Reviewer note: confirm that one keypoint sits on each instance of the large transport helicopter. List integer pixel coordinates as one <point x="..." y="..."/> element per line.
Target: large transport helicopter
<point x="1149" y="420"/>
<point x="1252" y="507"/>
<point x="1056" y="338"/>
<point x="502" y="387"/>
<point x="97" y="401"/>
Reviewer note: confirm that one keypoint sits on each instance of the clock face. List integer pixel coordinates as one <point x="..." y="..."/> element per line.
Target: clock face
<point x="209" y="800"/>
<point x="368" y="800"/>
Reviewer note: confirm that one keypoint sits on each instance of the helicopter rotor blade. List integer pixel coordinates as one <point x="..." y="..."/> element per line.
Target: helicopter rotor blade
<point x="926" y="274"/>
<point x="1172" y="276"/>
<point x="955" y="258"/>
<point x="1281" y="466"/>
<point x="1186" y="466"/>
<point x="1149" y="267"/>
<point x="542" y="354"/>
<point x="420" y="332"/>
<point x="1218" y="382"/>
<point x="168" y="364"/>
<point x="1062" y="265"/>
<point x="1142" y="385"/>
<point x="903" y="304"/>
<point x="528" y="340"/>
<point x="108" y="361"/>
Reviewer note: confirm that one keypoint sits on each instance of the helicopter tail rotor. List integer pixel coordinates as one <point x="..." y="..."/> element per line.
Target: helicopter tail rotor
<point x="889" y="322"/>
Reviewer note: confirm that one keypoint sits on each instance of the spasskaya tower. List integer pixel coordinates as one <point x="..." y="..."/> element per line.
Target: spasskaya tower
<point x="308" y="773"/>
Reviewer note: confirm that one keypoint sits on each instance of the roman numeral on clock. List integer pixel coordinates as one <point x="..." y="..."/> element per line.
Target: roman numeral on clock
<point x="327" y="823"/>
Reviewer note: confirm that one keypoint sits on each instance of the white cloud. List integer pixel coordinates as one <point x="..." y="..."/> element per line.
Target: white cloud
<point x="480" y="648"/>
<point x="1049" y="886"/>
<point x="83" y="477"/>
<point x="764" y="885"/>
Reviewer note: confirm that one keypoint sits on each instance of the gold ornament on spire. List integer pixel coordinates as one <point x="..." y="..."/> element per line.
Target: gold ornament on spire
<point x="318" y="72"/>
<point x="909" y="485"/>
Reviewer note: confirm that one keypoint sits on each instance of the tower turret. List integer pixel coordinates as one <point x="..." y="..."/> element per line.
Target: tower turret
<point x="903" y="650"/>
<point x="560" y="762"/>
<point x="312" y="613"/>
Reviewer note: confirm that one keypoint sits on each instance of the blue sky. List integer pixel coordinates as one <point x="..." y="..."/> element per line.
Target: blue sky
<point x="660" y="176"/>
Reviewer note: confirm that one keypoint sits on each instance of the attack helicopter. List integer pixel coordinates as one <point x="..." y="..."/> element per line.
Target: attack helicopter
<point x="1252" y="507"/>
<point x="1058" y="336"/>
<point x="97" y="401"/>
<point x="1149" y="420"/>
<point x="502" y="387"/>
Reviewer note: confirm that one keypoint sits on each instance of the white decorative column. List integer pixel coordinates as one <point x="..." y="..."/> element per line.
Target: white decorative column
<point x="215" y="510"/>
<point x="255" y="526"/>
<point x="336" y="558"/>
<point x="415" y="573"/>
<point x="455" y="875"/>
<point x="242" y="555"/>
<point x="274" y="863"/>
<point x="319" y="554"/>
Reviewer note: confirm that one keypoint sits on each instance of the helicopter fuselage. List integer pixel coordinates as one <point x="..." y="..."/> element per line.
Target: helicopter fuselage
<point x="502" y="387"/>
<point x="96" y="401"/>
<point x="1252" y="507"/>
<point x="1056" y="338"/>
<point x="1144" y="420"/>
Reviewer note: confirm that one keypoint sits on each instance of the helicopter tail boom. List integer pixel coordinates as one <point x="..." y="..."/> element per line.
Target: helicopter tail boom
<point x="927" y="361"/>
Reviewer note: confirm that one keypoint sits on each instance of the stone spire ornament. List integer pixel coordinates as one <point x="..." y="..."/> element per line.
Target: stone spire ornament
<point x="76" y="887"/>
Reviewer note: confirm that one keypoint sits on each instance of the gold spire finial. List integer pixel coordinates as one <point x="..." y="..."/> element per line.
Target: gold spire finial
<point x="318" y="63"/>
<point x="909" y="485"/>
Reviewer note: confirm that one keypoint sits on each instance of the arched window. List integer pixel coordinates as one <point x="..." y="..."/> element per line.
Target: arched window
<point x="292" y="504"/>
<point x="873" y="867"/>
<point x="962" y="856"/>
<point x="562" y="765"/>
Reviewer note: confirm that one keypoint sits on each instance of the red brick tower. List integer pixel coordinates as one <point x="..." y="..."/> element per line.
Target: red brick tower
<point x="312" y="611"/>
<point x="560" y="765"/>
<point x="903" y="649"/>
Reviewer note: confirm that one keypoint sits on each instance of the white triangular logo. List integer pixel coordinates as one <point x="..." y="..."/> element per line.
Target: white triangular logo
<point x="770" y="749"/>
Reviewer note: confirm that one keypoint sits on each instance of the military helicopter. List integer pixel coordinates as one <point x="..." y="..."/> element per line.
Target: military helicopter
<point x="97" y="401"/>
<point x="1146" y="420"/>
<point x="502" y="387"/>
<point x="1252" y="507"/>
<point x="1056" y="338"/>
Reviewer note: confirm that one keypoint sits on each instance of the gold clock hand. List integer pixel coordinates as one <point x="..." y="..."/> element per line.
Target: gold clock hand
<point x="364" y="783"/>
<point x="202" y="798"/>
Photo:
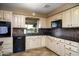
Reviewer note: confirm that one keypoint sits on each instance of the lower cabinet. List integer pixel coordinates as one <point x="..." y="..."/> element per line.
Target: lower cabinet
<point x="7" y="46"/>
<point x="59" y="46"/>
<point x="34" y="42"/>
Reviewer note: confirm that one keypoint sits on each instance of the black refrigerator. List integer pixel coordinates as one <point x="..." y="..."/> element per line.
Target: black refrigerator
<point x="18" y="44"/>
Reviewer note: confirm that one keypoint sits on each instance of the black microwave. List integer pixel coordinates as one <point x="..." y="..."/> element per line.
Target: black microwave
<point x="5" y="29"/>
<point x="56" y="24"/>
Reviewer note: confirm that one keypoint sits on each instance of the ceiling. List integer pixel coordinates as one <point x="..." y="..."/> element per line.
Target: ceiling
<point x="43" y="8"/>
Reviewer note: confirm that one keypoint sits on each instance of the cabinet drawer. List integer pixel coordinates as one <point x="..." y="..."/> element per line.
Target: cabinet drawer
<point x="67" y="42"/>
<point x="71" y="48"/>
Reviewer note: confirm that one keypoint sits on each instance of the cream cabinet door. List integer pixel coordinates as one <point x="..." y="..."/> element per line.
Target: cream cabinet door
<point x="7" y="15"/>
<point x="15" y="21"/>
<point x="33" y="42"/>
<point x="75" y="17"/>
<point x="27" y="46"/>
<point x="61" y="49"/>
<point x="66" y="19"/>
<point x="22" y="21"/>
<point x="1" y="14"/>
<point x="19" y="21"/>
<point x="7" y="45"/>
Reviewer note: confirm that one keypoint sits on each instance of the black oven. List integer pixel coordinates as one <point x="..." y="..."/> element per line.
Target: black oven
<point x="5" y="29"/>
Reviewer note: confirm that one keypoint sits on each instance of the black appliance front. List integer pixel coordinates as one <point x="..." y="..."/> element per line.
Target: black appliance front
<point x="56" y="24"/>
<point x="18" y="43"/>
<point x="5" y="29"/>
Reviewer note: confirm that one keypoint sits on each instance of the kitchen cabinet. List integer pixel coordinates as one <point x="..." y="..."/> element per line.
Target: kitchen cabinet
<point x="75" y="16"/>
<point x="71" y="48"/>
<point x="71" y="17"/>
<point x="35" y="42"/>
<point x="5" y="15"/>
<point x="18" y="21"/>
<point x="66" y="19"/>
<point x="60" y="46"/>
<point x="1" y="14"/>
<point x="7" y="46"/>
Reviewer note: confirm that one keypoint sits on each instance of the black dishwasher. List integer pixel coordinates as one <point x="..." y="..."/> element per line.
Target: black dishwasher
<point x="18" y="44"/>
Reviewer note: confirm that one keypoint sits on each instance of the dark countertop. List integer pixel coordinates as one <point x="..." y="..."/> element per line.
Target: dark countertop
<point x="62" y="37"/>
<point x="1" y="42"/>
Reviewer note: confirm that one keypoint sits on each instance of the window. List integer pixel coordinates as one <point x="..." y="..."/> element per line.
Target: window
<point x="31" y="26"/>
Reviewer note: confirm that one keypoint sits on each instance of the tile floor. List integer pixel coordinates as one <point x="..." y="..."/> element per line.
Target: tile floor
<point x="36" y="52"/>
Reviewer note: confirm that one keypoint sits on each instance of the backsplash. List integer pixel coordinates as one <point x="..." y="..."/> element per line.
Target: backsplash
<point x="66" y="33"/>
<point x="18" y="32"/>
<point x="44" y="31"/>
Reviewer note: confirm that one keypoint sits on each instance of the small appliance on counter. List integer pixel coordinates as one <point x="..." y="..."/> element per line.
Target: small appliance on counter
<point x="18" y="40"/>
<point x="56" y="24"/>
<point x="5" y="29"/>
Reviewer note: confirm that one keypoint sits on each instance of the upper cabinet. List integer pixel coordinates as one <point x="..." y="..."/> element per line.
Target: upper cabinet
<point x="71" y="18"/>
<point x="1" y="14"/>
<point x="66" y="19"/>
<point x="75" y="17"/>
<point x="19" y="21"/>
<point x="5" y="15"/>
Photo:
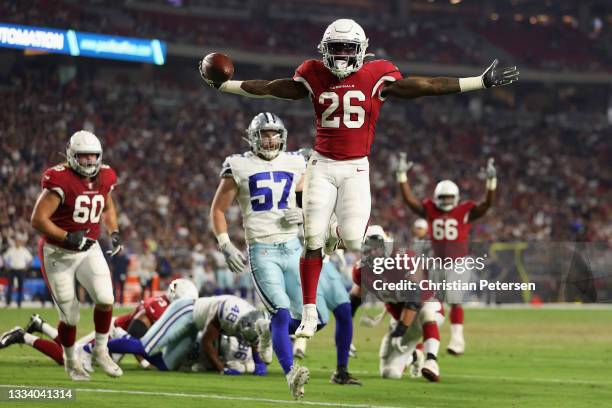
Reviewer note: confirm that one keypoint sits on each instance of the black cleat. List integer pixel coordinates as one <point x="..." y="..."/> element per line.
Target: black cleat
<point x="35" y="324"/>
<point x="14" y="336"/>
<point x="344" y="378"/>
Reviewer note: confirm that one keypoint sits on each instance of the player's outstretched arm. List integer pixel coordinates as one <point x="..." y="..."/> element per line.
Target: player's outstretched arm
<point x="226" y="193"/>
<point x="112" y="225"/>
<point x="260" y="88"/>
<point x="45" y="206"/>
<point x="401" y="173"/>
<point x="491" y="185"/>
<point x="415" y="87"/>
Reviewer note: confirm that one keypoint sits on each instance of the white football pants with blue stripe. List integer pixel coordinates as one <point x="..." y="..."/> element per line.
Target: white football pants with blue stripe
<point x="172" y="334"/>
<point x="276" y="273"/>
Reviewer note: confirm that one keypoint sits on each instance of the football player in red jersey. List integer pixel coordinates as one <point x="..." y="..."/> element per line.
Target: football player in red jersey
<point x="449" y="222"/>
<point x="76" y="196"/>
<point x="413" y="319"/>
<point x="347" y="93"/>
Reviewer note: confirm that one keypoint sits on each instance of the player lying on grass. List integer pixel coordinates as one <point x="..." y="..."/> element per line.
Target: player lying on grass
<point x="168" y="342"/>
<point x="266" y="182"/>
<point x="449" y="224"/>
<point x="135" y="324"/>
<point x="347" y="93"/>
<point x="412" y="319"/>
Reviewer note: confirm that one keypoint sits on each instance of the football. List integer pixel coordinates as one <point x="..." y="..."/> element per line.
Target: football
<point x="217" y="67"/>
*****
Reproduce the lines of the listing above without any change, from the line containing "of the player's" through the end of the listing, inclusive.

Solution for this problem:
Reviewer note: confirm that one keypoint sits on each instance of the player's outstretched arm. List integer pixel coordinates as one <point x="..." y="..."/> element per line.
Target: player's outstretched arm
<point x="226" y="193"/>
<point x="112" y="225"/>
<point x="260" y="88"/>
<point x="45" y="206"/>
<point x="401" y="173"/>
<point x="491" y="185"/>
<point x="415" y="87"/>
Reviewer note: confirm that one keypoint sits on each instance of the white football pants with blue stripe. List integer pixel coordinates as one <point x="..." y="..."/> element per line.
Target: white football pants with blue stripe
<point x="172" y="334"/>
<point x="276" y="273"/>
Reviewer note: confirm that one keypoint sits on each instance of the football player in red jersey. List integer pixel coordinates as one <point x="..." y="..."/> element per line.
Target: football player in red jersey
<point x="449" y="222"/>
<point x="76" y="196"/>
<point x="413" y="319"/>
<point x="347" y="93"/>
Reviewer note: confirm that one keypoint sits on each instance of the player lying on grass. List integer pixel coordinates as one <point x="..." y="..."/> element per line.
Target: player lying on grass
<point x="168" y="342"/>
<point x="266" y="182"/>
<point x="449" y="224"/>
<point x="135" y="324"/>
<point x="347" y="93"/>
<point x="412" y="319"/>
Reviewer note: confirm that one keypoint sits on each instance of the football. List integer pixel coordinates as one <point x="..." y="..."/> element per line.
Target: football
<point x="217" y="67"/>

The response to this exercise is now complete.